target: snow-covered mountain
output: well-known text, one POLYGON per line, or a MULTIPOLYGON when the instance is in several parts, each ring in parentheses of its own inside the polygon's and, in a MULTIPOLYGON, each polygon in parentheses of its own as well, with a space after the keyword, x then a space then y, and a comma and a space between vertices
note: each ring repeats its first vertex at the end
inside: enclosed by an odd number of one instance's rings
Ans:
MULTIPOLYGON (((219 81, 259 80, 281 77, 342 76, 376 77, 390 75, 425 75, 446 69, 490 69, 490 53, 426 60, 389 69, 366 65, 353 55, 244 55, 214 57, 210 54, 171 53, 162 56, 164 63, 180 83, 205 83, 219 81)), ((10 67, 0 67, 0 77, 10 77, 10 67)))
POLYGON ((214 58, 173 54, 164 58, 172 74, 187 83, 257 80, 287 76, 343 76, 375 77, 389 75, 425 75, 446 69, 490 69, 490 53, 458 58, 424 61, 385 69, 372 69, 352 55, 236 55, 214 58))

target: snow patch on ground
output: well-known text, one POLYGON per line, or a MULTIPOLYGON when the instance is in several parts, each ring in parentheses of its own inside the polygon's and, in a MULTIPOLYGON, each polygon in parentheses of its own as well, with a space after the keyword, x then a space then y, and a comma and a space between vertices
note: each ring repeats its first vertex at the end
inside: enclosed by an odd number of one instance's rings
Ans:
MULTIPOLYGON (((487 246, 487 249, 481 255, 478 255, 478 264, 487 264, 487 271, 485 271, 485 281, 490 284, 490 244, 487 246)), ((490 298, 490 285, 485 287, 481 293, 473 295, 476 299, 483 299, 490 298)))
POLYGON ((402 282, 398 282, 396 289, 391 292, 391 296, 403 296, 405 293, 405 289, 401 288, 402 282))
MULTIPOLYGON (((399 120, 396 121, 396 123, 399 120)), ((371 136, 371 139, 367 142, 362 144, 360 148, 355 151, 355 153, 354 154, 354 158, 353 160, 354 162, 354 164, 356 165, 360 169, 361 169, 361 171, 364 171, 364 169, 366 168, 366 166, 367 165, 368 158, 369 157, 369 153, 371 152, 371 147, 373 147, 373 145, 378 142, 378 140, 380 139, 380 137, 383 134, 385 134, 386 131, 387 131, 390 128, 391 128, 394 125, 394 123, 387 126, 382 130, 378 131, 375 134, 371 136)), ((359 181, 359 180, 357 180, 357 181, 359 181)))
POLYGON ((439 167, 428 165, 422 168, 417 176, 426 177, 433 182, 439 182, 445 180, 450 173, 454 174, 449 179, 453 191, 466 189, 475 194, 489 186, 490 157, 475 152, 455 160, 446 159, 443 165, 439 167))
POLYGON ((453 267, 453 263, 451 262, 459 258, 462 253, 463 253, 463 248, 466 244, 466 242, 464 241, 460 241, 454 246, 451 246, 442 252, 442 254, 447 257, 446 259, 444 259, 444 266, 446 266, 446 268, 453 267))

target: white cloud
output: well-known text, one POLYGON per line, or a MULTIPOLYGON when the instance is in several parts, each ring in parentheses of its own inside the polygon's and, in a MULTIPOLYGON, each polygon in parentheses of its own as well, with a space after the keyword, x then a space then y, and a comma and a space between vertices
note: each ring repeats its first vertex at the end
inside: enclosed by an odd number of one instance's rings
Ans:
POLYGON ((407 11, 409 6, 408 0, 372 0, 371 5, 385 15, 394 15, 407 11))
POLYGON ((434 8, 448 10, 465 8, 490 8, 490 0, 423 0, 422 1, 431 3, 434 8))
■ ■ ■ ■ ■ ■ ■
WHAT YOU NEED TO DO: Copy all of the entries above again, putting "WKT" in place of every "well-known text" and changing nothing else.

FINISHED EXERCISE:
target: snow-covered mountain
output: WKT, one POLYGON per line, or a MULTIPOLYGON when the instance is in several parts, each ring in parentheses of its own inside the polygon's and, in a MULTIPOLYGON, each polygon in parentheses of its own as well, with a space after the keyword, x then a space then y, and a comma and a space between vertices
note: each ring repeats its first vertex at the end
inside: enclosed by an odd number of one instance's rings
Ans:
MULTIPOLYGON (((219 81, 259 80, 281 77, 342 76, 376 77, 390 75, 425 75, 446 69, 490 69, 490 53, 426 60, 389 69, 366 65, 353 55, 244 55, 214 57, 210 54, 171 53, 162 56, 164 63, 180 83, 205 83, 219 81)), ((10 67, 0 67, 0 77, 10 77, 10 67)))
POLYGON ((214 58, 173 54, 164 58, 172 74, 187 83, 257 80, 287 76, 343 76, 375 77, 389 75, 425 75, 446 69, 490 69, 490 53, 458 58, 424 61, 385 69, 372 69, 352 55, 236 55, 214 58))

target: snow patch on ground
output: WKT, one POLYGON per line, or a MULTIPOLYGON when the instance is in several parts, each ring in parentheses of its own inside the polygon's and, in a MULTIPOLYGON, each polygon in parentheses of its own as well, with a space after the keyword, x then a space then y, and a comma and a space between vertices
note: each ring repeats its first vertex at the end
inside: enclosed by an odd number of one instance's rings
Ans:
MULTIPOLYGON (((487 246, 487 249, 481 255, 478 255, 478 264, 487 264, 487 271, 485 271, 485 281, 490 284, 490 244, 487 246)), ((490 298, 490 285, 485 287, 481 293, 473 295, 476 299, 483 299, 490 298)))
POLYGON ((402 282, 398 282, 396 289, 391 292, 391 296, 403 296, 405 293, 405 289, 401 288, 402 282))
MULTIPOLYGON (((399 120, 396 121, 396 123, 399 120)), ((371 136, 371 139, 367 142, 362 144, 360 148, 355 151, 355 153, 354 154, 354 158, 353 160, 354 162, 354 164, 356 165, 360 169, 361 169, 361 171, 364 171, 364 169, 366 168, 366 166, 367 165, 368 158, 369 157, 369 153, 371 152, 371 147, 373 147, 373 145, 378 142, 378 140, 380 139, 380 137, 383 134, 385 134, 386 131, 387 131, 390 128, 391 128, 394 125, 394 123, 387 126, 382 130, 378 131, 375 134, 371 136)), ((359 181, 359 180, 357 180, 357 181, 359 181)))
POLYGON ((439 167, 428 165, 422 168, 417 176, 426 177, 433 182, 439 182, 445 180, 450 173, 454 174, 449 179, 453 191, 466 189, 475 194, 489 186, 490 157, 475 152, 455 160, 446 159, 443 165, 439 167))
POLYGON ((453 267, 453 263, 451 262, 459 258, 462 253, 463 253, 463 248, 466 244, 466 242, 464 241, 460 241, 454 246, 451 246, 442 252, 442 254, 447 257, 446 259, 444 259, 444 266, 446 266, 446 268, 453 267))

target: white cloud
output: WKT, one POLYGON per line, or a MULTIPOLYGON when the instance is in several parts, each ring in parentheses of its own inside the polygon's and, in a MULTIPOLYGON, each polygon in parentheses of its own as well, with a space after the keyword, x then a space then y, and a comma and a space between vertices
note: each ring repeats its first vertex at the end
inside: enclosed by an odd number of one instance's rings
Ans:
POLYGON ((407 11, 409 6, 408 0, 372 0, 371 5, 385 15, 394 15, 407 11))
POLYGON ((434 8, 448 10, 465 8, 490 8, 490 0, 423 0, 422 1, 431 3, 434 8))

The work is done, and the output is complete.